## Text section
Trying to run:
val outputDF = hiveContext.createDataFrame(myRDD, schema)
Getting this error:
Caused by: java.lang.RuntimeException: scala.Tuple2 is not a valid external type for schema of struct<col1name:string,col2name:string>
myRDD.take(5).foreach(println)
[string number,[Lscala.Tuple2;@163601a5]
[1234567890,[Lscala.Tuple2;@6fa7a81c]
data of the RDD:
RDD[Row]: [string number, [(string key, string value)]]
Row(string, Array(Tuple(String, String)))
where the tuple2 contains data like this:
(string key, string value)
schema:
schema:
root
|-- col1name: string (nullable = true)
|-- col2name: array (nullable = true)
| |-- element: struct (containsNull = true)
| | |-- col3name: string (nullable = true)
| | |-- col4name: string (nullable = true)

## Data excerpt
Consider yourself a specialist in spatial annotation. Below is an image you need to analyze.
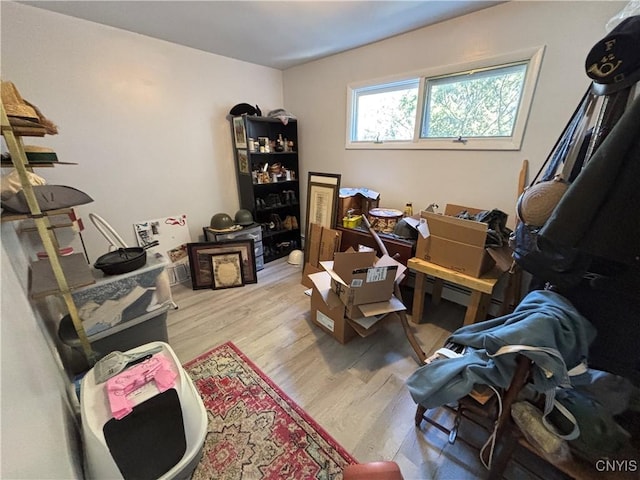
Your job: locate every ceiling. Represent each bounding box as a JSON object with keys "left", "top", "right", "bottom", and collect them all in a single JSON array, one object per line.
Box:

## Stated goal
Pick up the post about the Spark schema error after its final line and carry it on.

## Exercise response
StructType(
StructField(col1name,StringType,true),
StructField(col2name,ArrayType(
StructType(
StructField(col3name,StringType,true),
StructField(col4name,StringType,true)
),
true
),
true
)
)
This code was used to run in spark 1.6 before and didn't have problems. In spark 2.4, it appears that tuple2 doesn't count as a Struct Type? In that case, what should it be changed to?
I'm assuming the easiest solution would be to adjust the schema to suite the data.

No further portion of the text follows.